▶ **Stated exercise**
Rewrite the data between the line holding "The component shall return one point per instance of the track" and the end of the data, inclusive, with the requests kept and only those lines given. Multiply every coordinate in the answers by 1.8 and round to whole numbers, with halves going up.

▶ **Data for this task**
|---|

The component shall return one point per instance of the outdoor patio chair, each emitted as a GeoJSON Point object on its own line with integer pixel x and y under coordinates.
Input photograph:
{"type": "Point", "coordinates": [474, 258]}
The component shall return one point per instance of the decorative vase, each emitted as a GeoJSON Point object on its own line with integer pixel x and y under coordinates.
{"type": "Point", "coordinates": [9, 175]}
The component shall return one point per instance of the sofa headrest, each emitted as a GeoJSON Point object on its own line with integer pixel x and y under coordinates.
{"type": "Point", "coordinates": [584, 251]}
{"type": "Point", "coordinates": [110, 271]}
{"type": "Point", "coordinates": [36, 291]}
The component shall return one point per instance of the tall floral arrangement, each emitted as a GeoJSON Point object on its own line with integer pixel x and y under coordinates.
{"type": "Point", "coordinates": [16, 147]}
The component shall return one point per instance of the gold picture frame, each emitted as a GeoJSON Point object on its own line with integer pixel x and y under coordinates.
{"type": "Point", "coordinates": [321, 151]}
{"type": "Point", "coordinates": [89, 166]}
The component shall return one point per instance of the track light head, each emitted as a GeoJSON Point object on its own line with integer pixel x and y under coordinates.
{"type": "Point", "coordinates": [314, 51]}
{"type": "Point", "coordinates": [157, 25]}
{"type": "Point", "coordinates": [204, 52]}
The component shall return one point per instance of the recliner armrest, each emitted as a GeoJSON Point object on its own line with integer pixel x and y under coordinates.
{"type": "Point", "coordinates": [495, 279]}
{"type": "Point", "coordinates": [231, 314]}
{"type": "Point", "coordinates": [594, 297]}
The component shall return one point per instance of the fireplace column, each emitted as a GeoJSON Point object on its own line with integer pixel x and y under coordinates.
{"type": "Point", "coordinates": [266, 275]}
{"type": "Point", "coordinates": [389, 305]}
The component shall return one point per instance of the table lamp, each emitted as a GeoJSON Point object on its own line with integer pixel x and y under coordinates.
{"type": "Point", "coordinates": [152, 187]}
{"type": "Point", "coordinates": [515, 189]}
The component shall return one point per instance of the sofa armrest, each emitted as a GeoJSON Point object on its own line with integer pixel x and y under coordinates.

|---|

▶ **Solution to the exercise**
The component shall return one point per instance of the track light head, each emitted as a GeoJSON Point object on its own line with integer pixel x and y under coordinates.
{"type": "Point", "coordinates": [565, 92]}
{"type": "Point", "coordinates": [283, 45]}
{"type": "Point", "coordinates": [367, 94]}
The component shall return one point per instance of the recliner armrest, each emitted as a GeoJSON Point object on its own line with integer pixel x and y under coordinates.
{"type": "Point", "coordinates": [891, 502]}
{"type": "Point", "coordinates": [416, 565]}
{"type": "Point", "coordinates": [1069, 535]}
The component shall return one point per instance of the fireplace column, each emitted as a GeoJSON Point object on its own line with integer pixel x and y under coordinates.
{"type": "Point", "coordinates": [479, 495]}
{"type": "Point", "coordinates": [700, 549]}
The component shall return one point per instance of the table lamp, each emitted as a GeoJSON Point object on its own line with integer pixel x and y under coordinates.
{"type": "Point", "coordinates": [274, 337]}
{"type": "Point", "coordinates": [927, 340]}
The component shall return one point per instance of the sofa armrest, each emitted as a GeoJSON Point object on its own line with integer pixel x and y under coordinates.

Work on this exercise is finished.